# WHAT YOU NEED TO DO:
Could you add -25 to every answer coordinate and rewrite everything from the line containing "Mark the innermost point of each instance of the hillside" through the end of the data, both ends included and requests kept?

Point-based annotation data
• • •

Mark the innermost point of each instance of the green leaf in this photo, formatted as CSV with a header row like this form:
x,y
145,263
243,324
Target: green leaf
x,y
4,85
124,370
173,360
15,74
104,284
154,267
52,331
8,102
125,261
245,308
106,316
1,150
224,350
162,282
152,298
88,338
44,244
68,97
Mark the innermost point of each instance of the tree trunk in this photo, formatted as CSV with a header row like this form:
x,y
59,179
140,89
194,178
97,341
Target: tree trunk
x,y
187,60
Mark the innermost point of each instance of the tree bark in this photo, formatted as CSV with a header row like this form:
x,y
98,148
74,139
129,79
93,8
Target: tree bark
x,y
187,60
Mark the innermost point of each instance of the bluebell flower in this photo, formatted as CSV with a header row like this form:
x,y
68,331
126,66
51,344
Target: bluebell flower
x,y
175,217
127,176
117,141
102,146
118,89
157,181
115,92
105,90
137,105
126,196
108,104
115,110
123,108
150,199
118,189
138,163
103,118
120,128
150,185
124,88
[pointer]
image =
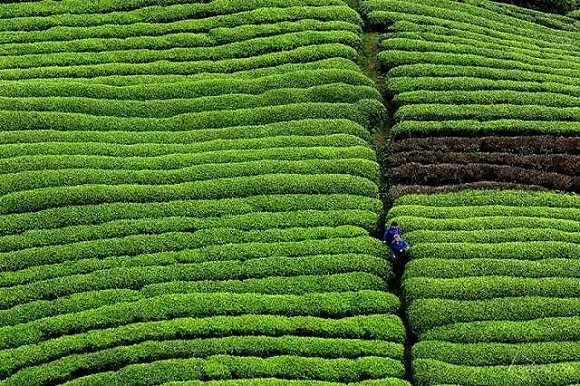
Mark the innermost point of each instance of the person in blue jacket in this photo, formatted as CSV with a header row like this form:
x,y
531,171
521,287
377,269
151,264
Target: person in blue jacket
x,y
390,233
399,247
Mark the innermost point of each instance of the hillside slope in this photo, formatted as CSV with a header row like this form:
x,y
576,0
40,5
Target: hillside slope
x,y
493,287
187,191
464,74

• • •

# RESPONSE TO THIS TASK:
Mark the innermost point of each instance of the hillside slope in this photo, formatted as CSV with a header row like this form:
x,y
576,0
40,5
Target: hillside slope
x,y
468,262
162,166
439,49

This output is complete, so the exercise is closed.